● Short task
Reproduce every one of the entries below word for word, omitting the pictures from your response.

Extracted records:
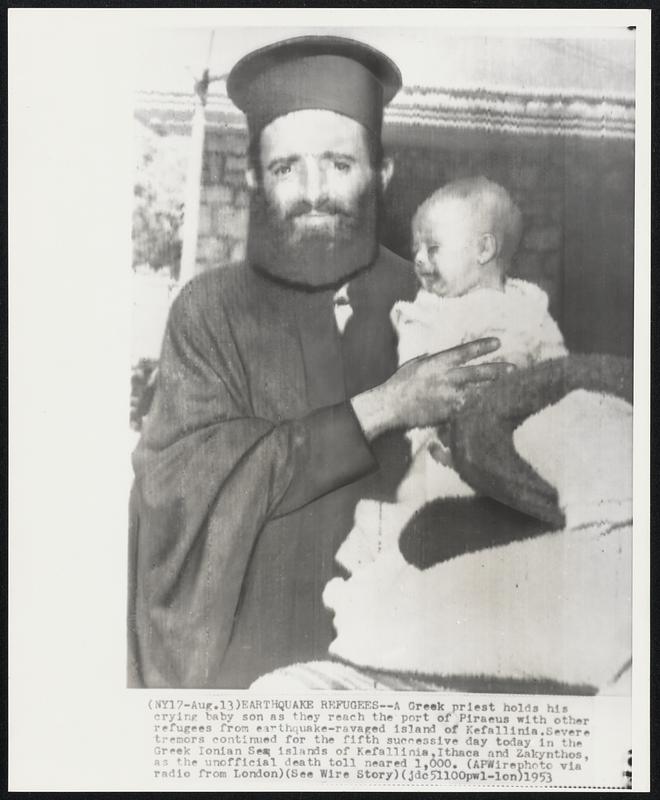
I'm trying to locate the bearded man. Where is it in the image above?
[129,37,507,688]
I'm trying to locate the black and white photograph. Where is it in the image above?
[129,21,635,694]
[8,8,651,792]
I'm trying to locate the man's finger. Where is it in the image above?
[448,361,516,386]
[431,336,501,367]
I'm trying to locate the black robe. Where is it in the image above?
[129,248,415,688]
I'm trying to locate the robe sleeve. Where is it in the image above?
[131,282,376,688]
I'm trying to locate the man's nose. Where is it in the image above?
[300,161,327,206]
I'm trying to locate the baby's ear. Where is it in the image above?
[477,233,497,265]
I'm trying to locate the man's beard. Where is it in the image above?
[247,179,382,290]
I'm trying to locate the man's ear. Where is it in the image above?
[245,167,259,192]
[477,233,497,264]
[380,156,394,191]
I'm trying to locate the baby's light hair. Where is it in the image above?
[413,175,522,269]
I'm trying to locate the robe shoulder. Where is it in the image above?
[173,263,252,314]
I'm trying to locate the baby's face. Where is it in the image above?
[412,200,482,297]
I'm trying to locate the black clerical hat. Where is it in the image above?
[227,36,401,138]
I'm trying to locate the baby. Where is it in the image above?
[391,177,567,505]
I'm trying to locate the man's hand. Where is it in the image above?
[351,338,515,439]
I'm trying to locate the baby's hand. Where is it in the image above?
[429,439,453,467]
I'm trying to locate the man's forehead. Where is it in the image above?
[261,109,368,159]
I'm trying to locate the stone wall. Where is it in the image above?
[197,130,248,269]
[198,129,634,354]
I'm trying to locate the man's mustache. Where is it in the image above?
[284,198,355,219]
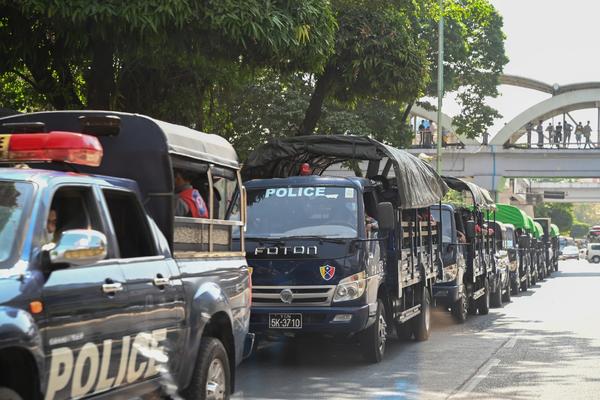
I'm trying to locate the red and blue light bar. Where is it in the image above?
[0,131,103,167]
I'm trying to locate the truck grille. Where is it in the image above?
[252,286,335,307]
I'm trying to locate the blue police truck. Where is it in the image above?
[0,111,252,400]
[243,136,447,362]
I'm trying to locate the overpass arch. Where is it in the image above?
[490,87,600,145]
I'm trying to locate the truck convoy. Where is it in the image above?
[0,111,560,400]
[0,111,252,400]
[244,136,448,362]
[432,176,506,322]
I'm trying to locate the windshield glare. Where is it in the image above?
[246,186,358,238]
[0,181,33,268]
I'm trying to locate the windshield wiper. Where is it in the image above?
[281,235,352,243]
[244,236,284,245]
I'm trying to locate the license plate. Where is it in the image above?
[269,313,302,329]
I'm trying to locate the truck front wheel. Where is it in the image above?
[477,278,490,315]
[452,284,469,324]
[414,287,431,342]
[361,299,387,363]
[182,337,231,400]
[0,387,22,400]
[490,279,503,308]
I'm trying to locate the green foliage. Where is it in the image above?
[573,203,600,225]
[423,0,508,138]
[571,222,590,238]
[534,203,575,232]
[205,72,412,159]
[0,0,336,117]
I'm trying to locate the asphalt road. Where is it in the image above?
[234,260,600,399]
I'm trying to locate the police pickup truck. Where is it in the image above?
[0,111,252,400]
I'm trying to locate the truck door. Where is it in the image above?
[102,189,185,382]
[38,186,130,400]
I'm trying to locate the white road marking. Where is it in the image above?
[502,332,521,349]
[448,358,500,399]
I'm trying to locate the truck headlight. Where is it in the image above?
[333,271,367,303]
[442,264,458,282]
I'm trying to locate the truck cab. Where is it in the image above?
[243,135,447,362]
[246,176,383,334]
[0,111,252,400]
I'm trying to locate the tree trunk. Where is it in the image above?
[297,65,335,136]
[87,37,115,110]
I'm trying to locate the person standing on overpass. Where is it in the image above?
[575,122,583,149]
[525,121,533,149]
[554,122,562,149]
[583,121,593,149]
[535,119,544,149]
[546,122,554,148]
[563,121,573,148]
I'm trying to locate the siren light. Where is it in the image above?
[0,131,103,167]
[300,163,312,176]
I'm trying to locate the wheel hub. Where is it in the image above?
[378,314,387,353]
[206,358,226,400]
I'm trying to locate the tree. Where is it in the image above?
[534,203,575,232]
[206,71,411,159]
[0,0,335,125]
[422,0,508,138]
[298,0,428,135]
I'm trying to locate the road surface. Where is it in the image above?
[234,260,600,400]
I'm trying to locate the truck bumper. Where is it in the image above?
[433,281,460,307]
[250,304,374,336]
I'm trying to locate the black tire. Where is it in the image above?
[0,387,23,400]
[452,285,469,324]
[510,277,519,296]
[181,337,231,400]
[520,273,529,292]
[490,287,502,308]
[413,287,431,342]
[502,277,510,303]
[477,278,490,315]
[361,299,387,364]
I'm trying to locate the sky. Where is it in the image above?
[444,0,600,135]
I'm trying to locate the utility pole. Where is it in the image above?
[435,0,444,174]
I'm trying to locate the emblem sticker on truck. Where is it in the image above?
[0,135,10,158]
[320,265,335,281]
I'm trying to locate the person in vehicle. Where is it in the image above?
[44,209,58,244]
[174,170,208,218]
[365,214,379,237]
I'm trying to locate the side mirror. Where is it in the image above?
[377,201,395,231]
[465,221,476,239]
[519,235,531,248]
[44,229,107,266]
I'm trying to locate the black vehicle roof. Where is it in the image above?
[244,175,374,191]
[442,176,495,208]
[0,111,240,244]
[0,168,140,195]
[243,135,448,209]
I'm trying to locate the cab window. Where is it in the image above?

● Reply to the exercise
I'm trying to locate the bearded man. Where is it in the image above?
[129,37,507,688]
I'm trying to locate the black and white photograph. Where is it in the image above?
[129,21,635,694]
[8,8,651,792]
I'm trying to locate the man's finger. Where is it in the image above?
[448,361,516,386]
[431,336,501,367]
I'm trying to locate the black robe. Where is it in the image above?
[129,248,415,688]
I'm trying to locate the robe sleeve. Where is it in the image above?
[131,282,376,688]
I'm trying to locate the man's nose. Where is it in the image above?
[300,161,327,206]
I'm trying to locate the baby's ear. Where is it in the image above?
[477,233,497,265]
I'm trying to locate the man's beard. Where is it in the image above?
[247,179,382,290]
I'm trying to locate the man's ear. Where is it in the image above?
[245,167,259,192]
[477,233,497,264]
[380,156,394,191]
I'm trying to locate the baby's light hair. Where is it in the image above?
[413,175,522,269]
I'm trying to locate the robe shoulder. Where is it in the image above?
[173,263,252,314]
I'm trying to locate the baby's face. Where is it in the image above?
[412,200,482,297]
I'm trying to locate the black clerical hat. Where is it in the image above?
[227,36,401,138]
I'm trying to locate the baby. Where is it in the image above?
[391,177,567,505]
I'm trying to locate the man's hand. Where is it in the image above?
[351,338,515,439]
I'm trying to locate the baby's hand. Where is it in the image above?
[429,439,453,467]
I'm trying to locate the man's forehead. Where is it in the image above?
[261,109,368,159]
I'm trying to locate the stone wall. Where is it in the image above?
[197,130,248,269]
[198,129,634,354]
I'm trying to locate the man's mustache. Where is it in the image above?
[284,198,355,219]
I'm trying to locate the red and blue light bar. Where is it in the image above?
[0,131,103,167]
I'm trying to locate the truck grille. Where is it in the image above?
[252,286,335,307]
I'm trying to locate the blue police truck. Where is it in the image above?
[0,111,252,400]
[243,136,447,362]
I'm trying to locate the overpass arch. Where is it in the image above?
[490,87,600,145]
I'm trying to locate the truck convoy. Where is it in the image above?
[0,111,560,400]
[0,111,252,400]
[244,136,448,362]
[432,176,506,322]
I'm trying to locate the windshield glare. Where is it in the image above?
[246,186,358,238]
[0,181,33,268]
I'm trying to locate the windshield wiper. Where is it in the image above?
[281,235,352,243]
[244,236,284,245]
I'm trying to locate the license plate. Where is it in the image above?
[269,313,302,329]
I'm trying to locate the truck front wheel. Where is it in the image above?
[477,278,490,315]
[452,284,469,324]
[414,287,431,342]
[361,299,387,363]
[182,337,231,400]
[0,387,22,400]
[490,279,503,308]
I'm trying to locate the green foliage. Where is it in the image above?
[573,203,600,225]
[423,0,508,138]
[571,222,590,238]
[534,203,575,232]
[205,72,412,159]
[0,0,336,117]
I'm trying to locate the asphalt road. Where is it in the image above?
[234,260,600,399]
I'm trying to locate the police pickup truck. Where is it in the image above?
[0,111,252,400]
I'm trying to locate the truck door. Where is it in the image above?
[102,189,185,382]
[38,186,130,400]
I'm trying to locate the white road marking. Where is it in the image above?
[502,332,521,349]
[448,358,500,399]
I'm trying to locate the truck headlight. Where is it in the image above?
[333,271,367,303]
[442,264,458,282]
I'm trying to locate the truck cab. Where is it in the image above?
[243,135,447,362]
[246,176,383,334]
[0,111,252,400]
I'm trying to locate the tree trunk. Where is it in the image above?
[297,65,335,136]
[87,37,115,110]
I'm trying to locate the person standing on overpass. Where is it in the image above?
[575,122,583,149]
[525,121,533,149]
[554,122,562,149]
[583,121,593,149]
[535,119,544,149]
[546,122,554,148]
[563,121,573,148]
I'm trying to locate the siren light. Where is it in the image above?
[0,131,103,167]
[300,163,312,176]
I'm trying to locate the wheel hub. Where is it in the image above?
[378,314,387,353]
[206,358,226,400]
I'm trying to locate the tree. Where is it in the image above?
[534,203,575,232]
[206,71,411,159]
[0,0,335,125]
[422,0,508,138]
[298,0,428,135]
I'm trying to locate the road surface. Where is it in the image above?
[234,260,600,400]
I'm trying to locate the truck bumper. Where is it in the image above?
[433,281,460,307]
[250,304,374,336]
I'm trying to locate the black tire. Where is it in the image above?
[0,387,23,400]
[452,285,469,324]
[510,277,519,296]
[181,337,231,400]
[520,273,529,292]
[490,287,502,308]
[413,287,431,342]
[502,277,510,303]
[477,278,490,315]
[361,299,387,364]
I'm trying to locate the sky. Where is it in the image above?
[444,0,600,135]
I'm trying to locate the utility pole. Where is it in the image above?
[435,0,444,174]
I'm trying to locate the emblem sticker on truck. Where is it in the image above?
[0,135,10,158]
[320,265,335,281]
I'm trying to locate the person in vehicle. Where is it in the image above?
[44,209,58,244]
[174,170,208,218]
[365,214,379,237]
I'm trying to locate the side mirror. Where is it in the image above?
[377,201,395,231]
[465,221,476,239]
[519,235,531,248]
[44,229,107,266]
I'm trying to locate the black vehicle roof. Where is it in the image above?
[244,175,374,191]
[442,176,495,208]
[0,111,240,244]
[0,168,140,195]
[243,135,448,209]
I'm trying to locate the cab window. Where is it in the image above?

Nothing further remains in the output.